__Stated goal__
Count the lines below that contain the word "every", and give only that number.

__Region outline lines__
-.-.-

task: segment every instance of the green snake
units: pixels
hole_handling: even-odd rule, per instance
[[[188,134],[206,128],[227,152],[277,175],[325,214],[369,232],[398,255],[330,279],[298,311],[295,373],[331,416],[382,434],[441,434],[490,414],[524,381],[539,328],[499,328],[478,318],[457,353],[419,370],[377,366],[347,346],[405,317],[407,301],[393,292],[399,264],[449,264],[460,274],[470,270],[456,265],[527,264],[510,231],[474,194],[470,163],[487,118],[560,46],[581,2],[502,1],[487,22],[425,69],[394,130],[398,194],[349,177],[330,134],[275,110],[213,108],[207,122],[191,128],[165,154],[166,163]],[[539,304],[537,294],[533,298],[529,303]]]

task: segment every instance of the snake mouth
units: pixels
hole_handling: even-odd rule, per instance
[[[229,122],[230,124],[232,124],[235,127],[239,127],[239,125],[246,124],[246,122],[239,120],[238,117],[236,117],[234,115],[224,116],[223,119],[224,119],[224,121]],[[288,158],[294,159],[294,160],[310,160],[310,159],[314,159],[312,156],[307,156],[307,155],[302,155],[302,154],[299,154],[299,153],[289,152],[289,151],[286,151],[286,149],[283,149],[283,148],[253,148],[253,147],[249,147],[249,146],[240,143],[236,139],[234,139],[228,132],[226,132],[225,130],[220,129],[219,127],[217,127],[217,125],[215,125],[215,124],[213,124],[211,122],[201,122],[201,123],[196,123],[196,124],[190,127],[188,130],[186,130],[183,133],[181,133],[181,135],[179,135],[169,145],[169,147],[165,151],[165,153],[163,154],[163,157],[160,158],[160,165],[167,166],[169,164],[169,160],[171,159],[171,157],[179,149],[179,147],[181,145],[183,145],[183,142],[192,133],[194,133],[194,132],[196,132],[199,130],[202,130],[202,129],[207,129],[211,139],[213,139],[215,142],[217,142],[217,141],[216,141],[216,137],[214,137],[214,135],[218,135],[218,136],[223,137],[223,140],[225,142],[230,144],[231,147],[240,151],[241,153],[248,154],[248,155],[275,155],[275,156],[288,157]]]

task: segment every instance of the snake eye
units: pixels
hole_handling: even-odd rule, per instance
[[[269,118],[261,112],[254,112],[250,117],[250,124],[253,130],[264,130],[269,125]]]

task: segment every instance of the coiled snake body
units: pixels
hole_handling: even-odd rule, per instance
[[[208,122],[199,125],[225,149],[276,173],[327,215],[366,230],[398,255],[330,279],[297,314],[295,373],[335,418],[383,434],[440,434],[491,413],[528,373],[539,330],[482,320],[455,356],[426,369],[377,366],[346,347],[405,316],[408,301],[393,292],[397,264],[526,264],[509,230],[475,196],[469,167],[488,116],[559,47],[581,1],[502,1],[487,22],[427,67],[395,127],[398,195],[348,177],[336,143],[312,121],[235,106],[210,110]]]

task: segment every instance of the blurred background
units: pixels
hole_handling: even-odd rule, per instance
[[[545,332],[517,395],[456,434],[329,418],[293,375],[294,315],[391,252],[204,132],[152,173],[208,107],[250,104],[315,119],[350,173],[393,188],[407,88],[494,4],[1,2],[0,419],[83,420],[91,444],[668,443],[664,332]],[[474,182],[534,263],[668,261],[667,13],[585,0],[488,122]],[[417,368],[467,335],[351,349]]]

-.-.-

__Task response__
5